• **SUPPLIED PASSAGE**:
=======
The market share of entry-level smartphones, priced below ₹8,000, has declined faster than expected in the last five years. According to an analysis done by Counterpoint Research, the market share for smartphones in this price band has declined from 36 per cent in 2018 to 12 per cent in 2022. In 2018, it was the leading price band according to Counterpoint. However, as consumers move towards more features or high-end specifications, the market share of entry level smartphones has declined significantly.
The most precipitous drop came in 2020 when the market share declined by 8 per cent from 30 per cent in 2019 to 22 per cent in 2020. “During 2020, the segment was impacted by the Covid-19 pandemic and was felt most at the bottom of the pyramid. They postponed their purchases to save money for necessities. In 2021 there were supply issues due to the global component shortage which affected this segment the most,” the report said.. The market research firm further added that macroeconomic issues such as inflation, unemployment etc also had a significant impact on customers in this segment.
In line with the trends seen in the smartphone industry overall, the average selling price is also rising in the sub-₹8,000 segments. It was around ₹5,591 in 2018, which has risen to ₹7,126 in 2022. “With components becoming costlier due to the shortage in past, inflation and increased forex rates, the cost of phone has seen a substantial rise over the year, leading to the increasing average selling price,” Counterpoint Research said,
Rising smartphone prices, especially at the entry level, have resulted in a stall in the growth of India’s mobile broadband subscribers. After seeing compounding growth in mobile broadband users between 2014 and 2020, growth has mostly flatlined in the past two years according to the mobile subscription data provided by the Telecom Regulatory Authority of India. As of the second half of 2022, there are 789 million mobile broadband users in India. This number is not increasing at a substantial rate, especially as telecom operators and smartphone makers are struggling to provide mobile internet connectivity to the lowest echleons of the Indian society.
=======
• **INFORMATION**:
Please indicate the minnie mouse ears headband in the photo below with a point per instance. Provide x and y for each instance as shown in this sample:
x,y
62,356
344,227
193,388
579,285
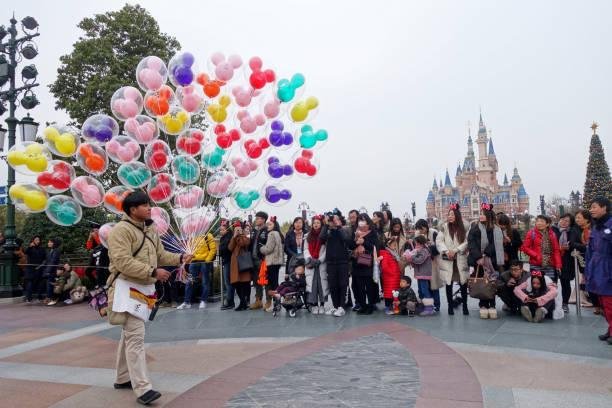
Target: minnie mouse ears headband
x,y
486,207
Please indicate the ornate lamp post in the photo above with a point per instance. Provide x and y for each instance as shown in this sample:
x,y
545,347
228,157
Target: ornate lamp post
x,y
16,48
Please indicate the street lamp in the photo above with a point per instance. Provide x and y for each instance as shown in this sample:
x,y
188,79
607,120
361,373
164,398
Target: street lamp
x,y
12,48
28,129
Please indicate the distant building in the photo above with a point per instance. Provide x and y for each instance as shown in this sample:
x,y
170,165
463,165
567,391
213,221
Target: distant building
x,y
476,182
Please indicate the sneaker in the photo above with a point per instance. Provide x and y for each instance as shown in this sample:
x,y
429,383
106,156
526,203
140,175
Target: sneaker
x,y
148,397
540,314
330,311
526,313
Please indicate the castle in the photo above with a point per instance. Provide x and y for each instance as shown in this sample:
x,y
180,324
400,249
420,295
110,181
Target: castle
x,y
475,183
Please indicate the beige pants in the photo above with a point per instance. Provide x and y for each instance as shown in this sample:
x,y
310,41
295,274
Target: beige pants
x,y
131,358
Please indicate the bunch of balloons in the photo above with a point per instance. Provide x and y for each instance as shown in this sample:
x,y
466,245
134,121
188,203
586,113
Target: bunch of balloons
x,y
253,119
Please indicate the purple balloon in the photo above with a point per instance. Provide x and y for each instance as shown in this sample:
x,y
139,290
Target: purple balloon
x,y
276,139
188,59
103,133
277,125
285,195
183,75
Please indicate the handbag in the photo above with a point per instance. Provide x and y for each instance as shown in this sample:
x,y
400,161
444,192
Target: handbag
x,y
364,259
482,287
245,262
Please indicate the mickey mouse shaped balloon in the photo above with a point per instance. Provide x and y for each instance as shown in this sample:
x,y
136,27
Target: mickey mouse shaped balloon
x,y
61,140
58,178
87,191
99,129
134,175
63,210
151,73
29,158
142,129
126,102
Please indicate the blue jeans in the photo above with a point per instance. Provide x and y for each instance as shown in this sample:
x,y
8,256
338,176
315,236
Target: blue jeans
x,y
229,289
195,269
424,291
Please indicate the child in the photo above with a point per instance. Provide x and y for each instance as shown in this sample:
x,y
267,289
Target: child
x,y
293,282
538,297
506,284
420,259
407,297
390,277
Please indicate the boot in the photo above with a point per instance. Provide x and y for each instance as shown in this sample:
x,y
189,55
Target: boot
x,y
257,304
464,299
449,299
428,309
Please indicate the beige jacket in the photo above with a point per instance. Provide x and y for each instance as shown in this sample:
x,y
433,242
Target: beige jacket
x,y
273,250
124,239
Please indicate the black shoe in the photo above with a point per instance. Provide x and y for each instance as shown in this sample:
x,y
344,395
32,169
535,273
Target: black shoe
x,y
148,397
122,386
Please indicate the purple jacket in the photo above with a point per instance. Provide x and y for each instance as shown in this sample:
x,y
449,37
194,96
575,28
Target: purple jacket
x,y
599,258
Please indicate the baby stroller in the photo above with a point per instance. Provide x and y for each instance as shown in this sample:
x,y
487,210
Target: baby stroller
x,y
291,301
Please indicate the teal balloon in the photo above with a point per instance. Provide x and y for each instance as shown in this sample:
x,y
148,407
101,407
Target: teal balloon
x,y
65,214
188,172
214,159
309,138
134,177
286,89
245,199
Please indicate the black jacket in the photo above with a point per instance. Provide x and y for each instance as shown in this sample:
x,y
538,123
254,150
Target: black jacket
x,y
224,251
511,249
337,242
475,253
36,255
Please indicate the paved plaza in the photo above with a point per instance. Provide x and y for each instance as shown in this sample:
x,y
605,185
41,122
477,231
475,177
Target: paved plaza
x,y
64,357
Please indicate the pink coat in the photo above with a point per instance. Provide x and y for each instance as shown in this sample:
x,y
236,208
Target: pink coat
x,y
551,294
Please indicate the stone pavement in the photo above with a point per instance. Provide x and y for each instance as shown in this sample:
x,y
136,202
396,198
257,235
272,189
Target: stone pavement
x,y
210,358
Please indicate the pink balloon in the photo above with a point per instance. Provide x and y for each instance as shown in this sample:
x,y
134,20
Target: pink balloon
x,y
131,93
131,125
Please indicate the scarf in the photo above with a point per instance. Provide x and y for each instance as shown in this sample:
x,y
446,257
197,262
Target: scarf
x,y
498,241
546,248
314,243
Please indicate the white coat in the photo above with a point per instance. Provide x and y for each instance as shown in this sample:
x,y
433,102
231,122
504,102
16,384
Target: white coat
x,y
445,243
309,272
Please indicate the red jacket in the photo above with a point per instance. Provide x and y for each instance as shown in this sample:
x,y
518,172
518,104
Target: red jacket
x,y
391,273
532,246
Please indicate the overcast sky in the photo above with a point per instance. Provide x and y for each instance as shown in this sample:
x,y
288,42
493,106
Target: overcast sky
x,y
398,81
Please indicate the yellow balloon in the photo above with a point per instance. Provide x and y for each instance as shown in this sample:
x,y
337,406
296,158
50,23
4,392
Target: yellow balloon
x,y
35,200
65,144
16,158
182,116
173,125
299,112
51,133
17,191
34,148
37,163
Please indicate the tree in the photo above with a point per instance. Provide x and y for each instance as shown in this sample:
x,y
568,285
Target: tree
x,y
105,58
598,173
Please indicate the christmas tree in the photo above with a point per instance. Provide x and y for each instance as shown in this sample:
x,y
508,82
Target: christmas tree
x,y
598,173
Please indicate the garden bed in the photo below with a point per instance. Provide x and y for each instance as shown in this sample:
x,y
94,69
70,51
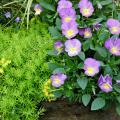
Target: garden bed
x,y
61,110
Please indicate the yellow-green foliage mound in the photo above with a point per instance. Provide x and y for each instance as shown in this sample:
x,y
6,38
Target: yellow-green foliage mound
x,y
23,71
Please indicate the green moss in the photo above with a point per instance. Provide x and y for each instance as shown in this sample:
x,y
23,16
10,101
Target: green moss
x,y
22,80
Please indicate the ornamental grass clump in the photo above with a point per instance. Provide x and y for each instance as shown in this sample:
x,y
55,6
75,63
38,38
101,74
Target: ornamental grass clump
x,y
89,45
=======
• **SET OF TASKS**:
(1) In one to three sentences, explain why the average selling price of smartphones under ₹8,000 rose between 2018 and 2022, according to the passage on entry-level smartphones.
(2) Reproduce everything in the passage on entry-level smartphones from "The most precipitous" down to "in this segment.".
None of the records are needed for this work.

• **ANSWERS TO THIS EXERCISE**:
(1) According to Counterpoint Research, the price rose because components became costlier after the earlier shortage, and because of inflation and higher forex rates. These factors substantially raised the cost of phones over the years, which pushed the average selling price up from around ₹5,591 in 2018 to ₹7,126 in 2022.

(2)
The most precipitous drop came in 2020 when the market share declined by 8 per cent from 30 per cent in 2019 to 22 per cent in 2020. “During 2020, the segment was impacted by the Covid-19 pandemic and was felt most at the bottom of the pyramid. They postponed their purchases to save money for necessities. In 2021 there were supply issues due to the global component shortage which affected this segment the most,” the report said.. The market research firm further added that macroeconomic issues such as inflation, unemployment etc also had a significant impact on customers in this segment.